Fig. 10. "Peinture murale d'une cruxifixion avec fusillements du Trois mai", anonyme, Couvent de Jésus, Madrid, ca. 1814
Nous avons décidé de travailler sur une période de cinquante ans, de 1946 à 1996, intéressante pour plusieurs raisons:
- parce qu’elle embrasse une période qui va du lendemain de la Deuxième Guerre Mondiale, à un moment où les Espagnols savent que personne ne leur viendra en aide pour renverser la Dictature
fasciste, et qui correspond au dixième anniversaire du soulèvement des généraux factieux, jusqu’au soixantième anniversaire du début de la Guerre Civile ;
- parce que pour la première fois depuis la fin de la Guerre, les caricaturistes de l’intérieur osent s’attaquer par l’image au régime (46) .
Il s’agit des dessins suivants:
1. - une caricature anonyme, parue dans Pueblo Cautivo, premier journal clandestin, ed. clandestine FUE, décembre 1946 (tiré dans les ateliers du journal clandestin UFEH);
2. - une caricature de Ricardo Zamorano de 1962, in España Hoy, Ruedo Ibérico, Paris 1963, p. 81;
3. - une caricature anonyme (de Ortega?) de 1962, distribuée clandestinement sur tract, in España Hoy, Ruedo Ibérico, Paris 1963, p. 128;
4. - une caricature de Vázquez de Sola, de 1963, in El general Franquísimo, Ruedo Ibérico, Paris 1971 p. 34-35;
5. - une caricature de Serafín, La Codorniz, n° 1602, año XXXII, Madrid et Barcelone, 30 juillet 1972, p. 9;
6. - une caricature de Jaume Perich, de 1975, Diálogos entre el poder y el no poder, ed. Laia, Barcelona, 1975, p.43.(chap. Numancia);
7.- una caricature de Guillén, de 1976, El Libro de la Pena de Muerte, Sedmay Ediciones, Madrid 1976, p.14-15.

▶ _Consigne a_
Extrayez des entrées ci-dessous chaque ligne où figure le mot "weir".

▶ _Matériel de l'exercice_
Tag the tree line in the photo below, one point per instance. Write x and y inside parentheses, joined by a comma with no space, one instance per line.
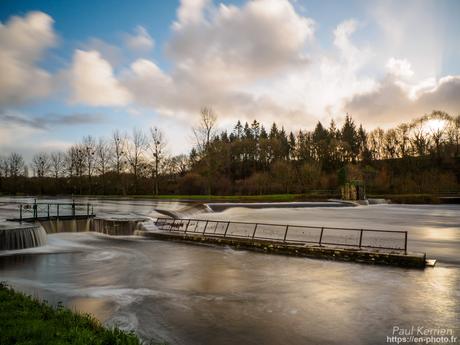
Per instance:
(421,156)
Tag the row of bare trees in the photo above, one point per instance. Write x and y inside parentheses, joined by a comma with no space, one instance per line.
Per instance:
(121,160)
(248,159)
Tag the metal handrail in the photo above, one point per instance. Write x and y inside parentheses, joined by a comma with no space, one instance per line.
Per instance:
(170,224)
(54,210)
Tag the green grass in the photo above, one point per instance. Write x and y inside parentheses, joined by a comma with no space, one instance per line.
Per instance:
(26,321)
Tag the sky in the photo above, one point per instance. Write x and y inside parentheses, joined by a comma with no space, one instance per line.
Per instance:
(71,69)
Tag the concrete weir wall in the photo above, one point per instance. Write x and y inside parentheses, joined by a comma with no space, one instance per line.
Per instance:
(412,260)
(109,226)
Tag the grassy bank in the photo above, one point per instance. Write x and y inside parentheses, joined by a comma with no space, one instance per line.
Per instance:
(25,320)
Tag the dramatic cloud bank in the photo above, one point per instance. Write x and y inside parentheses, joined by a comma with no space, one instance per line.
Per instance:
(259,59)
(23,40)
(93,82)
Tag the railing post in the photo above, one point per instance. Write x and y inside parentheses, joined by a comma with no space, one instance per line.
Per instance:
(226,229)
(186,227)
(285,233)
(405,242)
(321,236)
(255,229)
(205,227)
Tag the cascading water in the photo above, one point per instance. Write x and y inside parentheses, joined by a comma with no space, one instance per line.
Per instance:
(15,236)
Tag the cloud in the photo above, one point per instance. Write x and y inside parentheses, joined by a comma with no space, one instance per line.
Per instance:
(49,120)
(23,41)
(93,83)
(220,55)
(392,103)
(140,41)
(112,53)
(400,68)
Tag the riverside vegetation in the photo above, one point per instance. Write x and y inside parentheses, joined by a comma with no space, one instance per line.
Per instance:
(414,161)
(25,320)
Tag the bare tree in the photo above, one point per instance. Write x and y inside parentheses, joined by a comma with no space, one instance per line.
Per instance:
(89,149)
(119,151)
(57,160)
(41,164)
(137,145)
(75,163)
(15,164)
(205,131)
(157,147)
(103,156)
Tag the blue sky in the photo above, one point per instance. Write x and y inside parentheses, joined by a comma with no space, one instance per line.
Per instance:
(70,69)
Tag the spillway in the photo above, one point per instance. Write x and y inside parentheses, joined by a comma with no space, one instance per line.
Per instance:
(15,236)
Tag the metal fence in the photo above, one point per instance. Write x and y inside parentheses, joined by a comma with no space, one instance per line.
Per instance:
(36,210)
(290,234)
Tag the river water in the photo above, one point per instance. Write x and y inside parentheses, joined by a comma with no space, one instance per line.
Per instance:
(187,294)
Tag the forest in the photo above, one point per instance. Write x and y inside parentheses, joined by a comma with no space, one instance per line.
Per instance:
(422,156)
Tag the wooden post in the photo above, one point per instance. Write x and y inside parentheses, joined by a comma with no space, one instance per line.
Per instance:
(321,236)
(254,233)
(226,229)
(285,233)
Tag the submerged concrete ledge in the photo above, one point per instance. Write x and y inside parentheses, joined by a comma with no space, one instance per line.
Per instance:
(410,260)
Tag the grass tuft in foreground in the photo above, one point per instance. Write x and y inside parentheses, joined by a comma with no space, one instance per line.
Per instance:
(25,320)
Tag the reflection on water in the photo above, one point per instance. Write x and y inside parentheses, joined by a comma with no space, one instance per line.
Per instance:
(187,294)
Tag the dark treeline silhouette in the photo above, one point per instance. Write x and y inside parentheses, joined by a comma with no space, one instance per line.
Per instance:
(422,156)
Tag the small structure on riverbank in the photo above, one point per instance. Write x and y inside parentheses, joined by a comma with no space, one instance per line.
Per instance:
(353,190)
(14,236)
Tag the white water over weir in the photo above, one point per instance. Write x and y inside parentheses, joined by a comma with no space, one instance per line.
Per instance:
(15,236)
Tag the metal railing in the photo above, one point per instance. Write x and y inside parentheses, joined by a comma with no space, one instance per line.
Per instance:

▶ _Consigne b_
Transcrivez à l'identique le passage du texte sur les caricatures, en commençant à "Il s’agit des" et en terminant à "Madrid 1976, p.14-15.".

▶ _Solution rédigée a_
Tag the concrete weir wall in the photo above, one point per instance. Write x and y inside parentheses, joined by a comma with no space, one instance per line.
Tag the white water over weir in the photo above, one point per instance. Write x and y inside parentheses, joined by a comma with no space, one instance per line.

▶ _Solution rédigée b_
Il s’agit des dessins suivants:
1. - une caricature anonyme, parue dans Pueblo Cautivo, premier journal clandestin, ed. clandestine FUE, décembre 1946 (tiré dans les ateliers du journal clandestin UFEH);
2. - une caricature de Ricardo Zamorano de 1962, in España Hoy, Ruedo Ibérico, Paris 1963, p. 81;
3. - une caricature anonyme (de Ortega?) de 1962, distribuée clandestinement sur tract, in España Hoy, Ruedo Ibérico, Paris 1963, p. 128;
4. - une caricature de Vázquez de Sola, de 1963, in El general Franquísimo, Ruedo Ibérico, Paris 1971 p. 34-35;
5. - une caricature de Serafín, La Codorniz, n° 1602, año XXXII, Madrid et Barcelone, 30 juillet 1972, p. 9;
6. - une caricature de Jaume Perich, de 1975, Diálogos entre el poder y el no poder, ed. Laia, Barcelona, 1975, p.43.(chap. Numancia);
7.- una caricature de Guillén, de 1976, El Libro de la Pena de Muerte, Sedmay Ediciones, Madrid 1976, p.14-15.